-- Document passage follows --
Students at targeted universities in England will be encouraged to take an asymptomatic test ahead of a seven-day travel window between 3 and 9 December.
Teaching will move online by that date so that they have enough time to self-isolate if needed.
But the University and College of Union (UCU) said plans appear to have been "rushed" and raised concerns around the accuracy of tests.
General secretary Jo Grady also accused the government of "gambling with the safety of staff, students and the nation."
Experts have suggested that relying on rapid tests could mean a high proportion of cases are missed with false negative results.
An evaluation by Oxford University and Public Health England workers at Porton Down concluded the Innova lateral flow test - which was used in the Liverpool mass screening pilot - has an overall sensitivity of 76.8 per cent, although it detects almost all cases among patients with a high viral load. Researchers also found the detection rate was significantly affected by the level of staff training.
The UCU said the plans for mass testing - which begins on Sunday - and the movement of students during the travel window risked a repeat of the problems seen in September.
-- Document passage concluded --
● **Activity A**: According to the passage on student testing at English universities, what overall sensitivity did the Oxford University and Public Health England evaluation find for the Innova lateral flow test?
● **Activity B**: Continue the passage on student testing at English universities from its last sentence.
-- Extracted data follows --
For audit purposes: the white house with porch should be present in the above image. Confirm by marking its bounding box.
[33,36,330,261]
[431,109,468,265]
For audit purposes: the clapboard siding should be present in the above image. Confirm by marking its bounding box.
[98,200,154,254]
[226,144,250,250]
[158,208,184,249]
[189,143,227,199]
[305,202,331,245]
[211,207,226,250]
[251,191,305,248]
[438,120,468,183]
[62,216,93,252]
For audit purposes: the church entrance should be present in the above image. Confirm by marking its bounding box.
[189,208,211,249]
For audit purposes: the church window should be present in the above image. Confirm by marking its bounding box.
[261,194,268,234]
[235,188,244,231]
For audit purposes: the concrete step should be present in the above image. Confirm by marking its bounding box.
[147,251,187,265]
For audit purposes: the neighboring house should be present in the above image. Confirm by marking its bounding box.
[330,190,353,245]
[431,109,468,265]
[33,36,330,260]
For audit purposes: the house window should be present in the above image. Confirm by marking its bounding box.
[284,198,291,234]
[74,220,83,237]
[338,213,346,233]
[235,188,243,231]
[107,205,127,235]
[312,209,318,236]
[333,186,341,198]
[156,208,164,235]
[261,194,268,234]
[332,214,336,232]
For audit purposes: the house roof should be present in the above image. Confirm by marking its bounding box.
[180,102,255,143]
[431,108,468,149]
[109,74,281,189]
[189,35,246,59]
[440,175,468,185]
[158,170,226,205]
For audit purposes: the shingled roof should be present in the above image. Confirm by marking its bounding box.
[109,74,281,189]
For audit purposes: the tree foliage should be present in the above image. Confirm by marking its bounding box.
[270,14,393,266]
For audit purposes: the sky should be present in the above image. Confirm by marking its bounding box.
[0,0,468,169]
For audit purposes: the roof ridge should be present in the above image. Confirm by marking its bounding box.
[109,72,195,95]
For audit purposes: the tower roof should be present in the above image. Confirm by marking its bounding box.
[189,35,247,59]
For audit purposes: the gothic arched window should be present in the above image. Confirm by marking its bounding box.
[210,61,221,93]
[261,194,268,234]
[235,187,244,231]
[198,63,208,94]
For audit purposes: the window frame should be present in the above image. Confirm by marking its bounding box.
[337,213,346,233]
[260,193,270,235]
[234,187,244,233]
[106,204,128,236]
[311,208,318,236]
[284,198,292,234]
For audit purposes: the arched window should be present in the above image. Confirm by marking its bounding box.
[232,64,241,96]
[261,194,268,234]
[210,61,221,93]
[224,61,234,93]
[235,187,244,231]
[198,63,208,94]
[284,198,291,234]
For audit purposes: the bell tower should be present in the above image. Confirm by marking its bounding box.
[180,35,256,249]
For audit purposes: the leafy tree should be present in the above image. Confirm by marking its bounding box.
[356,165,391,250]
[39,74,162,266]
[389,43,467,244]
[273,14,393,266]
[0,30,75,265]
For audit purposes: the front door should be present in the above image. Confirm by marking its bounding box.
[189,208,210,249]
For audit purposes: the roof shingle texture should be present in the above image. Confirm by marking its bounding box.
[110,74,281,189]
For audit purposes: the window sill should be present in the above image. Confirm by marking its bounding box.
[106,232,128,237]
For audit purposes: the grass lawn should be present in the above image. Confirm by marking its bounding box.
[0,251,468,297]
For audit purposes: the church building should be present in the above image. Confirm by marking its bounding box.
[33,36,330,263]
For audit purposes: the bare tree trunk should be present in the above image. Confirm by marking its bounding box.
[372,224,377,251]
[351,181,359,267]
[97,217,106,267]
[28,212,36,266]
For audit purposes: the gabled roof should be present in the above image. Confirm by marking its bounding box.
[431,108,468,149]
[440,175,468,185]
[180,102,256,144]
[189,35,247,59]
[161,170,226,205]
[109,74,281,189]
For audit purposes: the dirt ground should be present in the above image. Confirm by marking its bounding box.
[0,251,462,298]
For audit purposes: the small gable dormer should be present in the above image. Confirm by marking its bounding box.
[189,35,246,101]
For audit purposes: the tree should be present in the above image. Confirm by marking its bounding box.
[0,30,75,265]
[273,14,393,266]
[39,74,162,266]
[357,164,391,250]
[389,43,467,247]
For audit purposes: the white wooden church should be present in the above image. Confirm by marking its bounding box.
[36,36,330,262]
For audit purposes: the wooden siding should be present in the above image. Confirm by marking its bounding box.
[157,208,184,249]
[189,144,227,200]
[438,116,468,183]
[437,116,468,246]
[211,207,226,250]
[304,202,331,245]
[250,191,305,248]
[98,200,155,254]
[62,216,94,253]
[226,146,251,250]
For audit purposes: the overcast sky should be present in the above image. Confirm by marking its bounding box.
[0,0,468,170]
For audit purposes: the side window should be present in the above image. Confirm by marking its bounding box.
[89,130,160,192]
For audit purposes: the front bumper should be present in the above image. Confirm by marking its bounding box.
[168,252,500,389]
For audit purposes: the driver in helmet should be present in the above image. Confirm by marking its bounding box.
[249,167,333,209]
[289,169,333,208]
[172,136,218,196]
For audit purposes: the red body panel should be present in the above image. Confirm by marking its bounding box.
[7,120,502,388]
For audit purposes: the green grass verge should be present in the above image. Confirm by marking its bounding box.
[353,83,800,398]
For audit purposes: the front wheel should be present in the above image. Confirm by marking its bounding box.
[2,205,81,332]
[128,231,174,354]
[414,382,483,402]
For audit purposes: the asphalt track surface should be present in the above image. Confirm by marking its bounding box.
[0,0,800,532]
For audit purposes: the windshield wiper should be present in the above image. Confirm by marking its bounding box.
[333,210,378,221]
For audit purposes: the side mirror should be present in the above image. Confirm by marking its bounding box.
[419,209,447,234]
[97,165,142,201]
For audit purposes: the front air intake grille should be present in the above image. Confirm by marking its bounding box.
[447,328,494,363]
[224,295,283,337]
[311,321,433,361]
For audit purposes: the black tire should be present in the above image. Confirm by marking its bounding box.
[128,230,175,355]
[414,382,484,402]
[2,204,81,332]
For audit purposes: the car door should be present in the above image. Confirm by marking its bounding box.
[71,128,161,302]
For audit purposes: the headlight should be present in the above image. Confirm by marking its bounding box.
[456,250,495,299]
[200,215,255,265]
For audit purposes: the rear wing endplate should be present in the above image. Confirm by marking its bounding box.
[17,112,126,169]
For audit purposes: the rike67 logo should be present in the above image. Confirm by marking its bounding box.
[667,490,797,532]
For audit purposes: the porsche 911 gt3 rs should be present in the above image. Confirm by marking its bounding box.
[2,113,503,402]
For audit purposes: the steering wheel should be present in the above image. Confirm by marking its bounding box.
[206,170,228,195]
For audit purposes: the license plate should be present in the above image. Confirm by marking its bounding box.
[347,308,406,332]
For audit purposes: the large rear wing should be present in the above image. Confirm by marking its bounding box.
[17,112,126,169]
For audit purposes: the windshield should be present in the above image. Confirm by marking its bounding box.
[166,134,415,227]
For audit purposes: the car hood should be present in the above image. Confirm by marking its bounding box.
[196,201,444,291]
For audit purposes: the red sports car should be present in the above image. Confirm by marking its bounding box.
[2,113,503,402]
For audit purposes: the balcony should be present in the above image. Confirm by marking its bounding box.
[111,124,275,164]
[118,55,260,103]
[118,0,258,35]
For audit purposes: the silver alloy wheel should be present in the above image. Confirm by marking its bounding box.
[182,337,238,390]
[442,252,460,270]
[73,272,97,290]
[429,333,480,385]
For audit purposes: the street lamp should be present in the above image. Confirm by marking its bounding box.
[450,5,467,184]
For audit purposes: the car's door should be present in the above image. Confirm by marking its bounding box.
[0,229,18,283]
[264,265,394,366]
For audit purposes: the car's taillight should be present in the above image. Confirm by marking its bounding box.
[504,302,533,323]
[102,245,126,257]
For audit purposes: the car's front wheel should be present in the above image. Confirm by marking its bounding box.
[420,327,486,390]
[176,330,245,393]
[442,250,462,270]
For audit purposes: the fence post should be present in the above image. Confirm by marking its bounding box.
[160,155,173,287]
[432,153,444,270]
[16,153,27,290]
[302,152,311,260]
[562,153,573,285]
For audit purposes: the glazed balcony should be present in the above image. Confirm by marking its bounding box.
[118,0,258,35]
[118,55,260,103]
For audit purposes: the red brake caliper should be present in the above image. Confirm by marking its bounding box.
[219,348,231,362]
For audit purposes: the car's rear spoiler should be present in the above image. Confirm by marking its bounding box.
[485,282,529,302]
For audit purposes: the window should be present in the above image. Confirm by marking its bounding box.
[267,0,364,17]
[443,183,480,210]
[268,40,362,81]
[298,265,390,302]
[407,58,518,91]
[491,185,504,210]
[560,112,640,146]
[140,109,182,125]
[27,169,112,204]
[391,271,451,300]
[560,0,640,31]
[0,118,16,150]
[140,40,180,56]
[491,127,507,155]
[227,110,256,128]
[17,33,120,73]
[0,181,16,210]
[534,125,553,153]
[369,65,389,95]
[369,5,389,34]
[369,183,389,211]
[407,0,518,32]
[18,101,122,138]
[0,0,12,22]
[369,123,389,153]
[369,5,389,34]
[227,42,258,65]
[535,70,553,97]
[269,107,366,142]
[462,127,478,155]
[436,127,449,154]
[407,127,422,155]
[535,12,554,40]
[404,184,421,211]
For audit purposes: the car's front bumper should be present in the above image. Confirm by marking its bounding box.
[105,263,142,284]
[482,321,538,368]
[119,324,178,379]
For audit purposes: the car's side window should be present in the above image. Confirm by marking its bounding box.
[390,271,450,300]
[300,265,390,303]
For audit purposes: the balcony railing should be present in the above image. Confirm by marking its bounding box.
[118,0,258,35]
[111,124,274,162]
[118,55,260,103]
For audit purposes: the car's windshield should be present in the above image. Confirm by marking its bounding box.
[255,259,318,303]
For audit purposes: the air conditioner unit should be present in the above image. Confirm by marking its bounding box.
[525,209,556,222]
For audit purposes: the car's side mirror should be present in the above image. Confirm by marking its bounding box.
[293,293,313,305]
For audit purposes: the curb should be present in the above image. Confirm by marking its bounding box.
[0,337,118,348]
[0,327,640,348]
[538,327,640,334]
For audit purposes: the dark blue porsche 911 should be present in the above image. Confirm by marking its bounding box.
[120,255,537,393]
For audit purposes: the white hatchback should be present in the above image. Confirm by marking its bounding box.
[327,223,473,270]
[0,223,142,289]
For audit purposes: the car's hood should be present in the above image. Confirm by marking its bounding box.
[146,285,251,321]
-- Extracted data concluded --
● **Written answer A**: 76.8 per cent

● **Written answer B**:
Ms Grady said: "The flaws in Government plans for mass testing are a recipe for chaos that risk spreading the virus. Not all universities are participating in the scheme, and the government accepts that people with Covid may be told they do not have it.
"We have grave concerns over how this programme will be carried out, particularly the risk of students being told - incorrectly - they do not have Covid, then relying on their test result to travel home and spend Christmas with vulnerable relatives.
"The risk of students receiving the wrong test result increases when testers have not been fully trained - rushing these plans makes that more likely."
Ms Grady added: "By choosing to continue with in-person learning until the last-minute, ministers are gambling with the safety of staff, students and the nation, betting everything on an untried testing programme, and a mass movement of students in a window shorter than two weeks."
The UCU also called for the government to urgently provide guidance for the return of students in January so staff can plan ahead.
It has launched a legal challenge over the government's decision not to move university learning online at the beginning of this academic year.
Ms Grady said: "If the government continues to insist on in-person teaching in January students travelling back to university would be moving across the country into and out of different tiers.
"UCU is concerned that many students will have spent the holidays in high prevalence Covid areas and then move back to areas of low prevalence and mixing in households, classrooms and lecture theatres.
"University staff need to be able to plan now for how they will teach and assess students next term but by waiting until the last minute to release guidance for January, ministers are helping to sow the seeds of the turmoil we saw in September."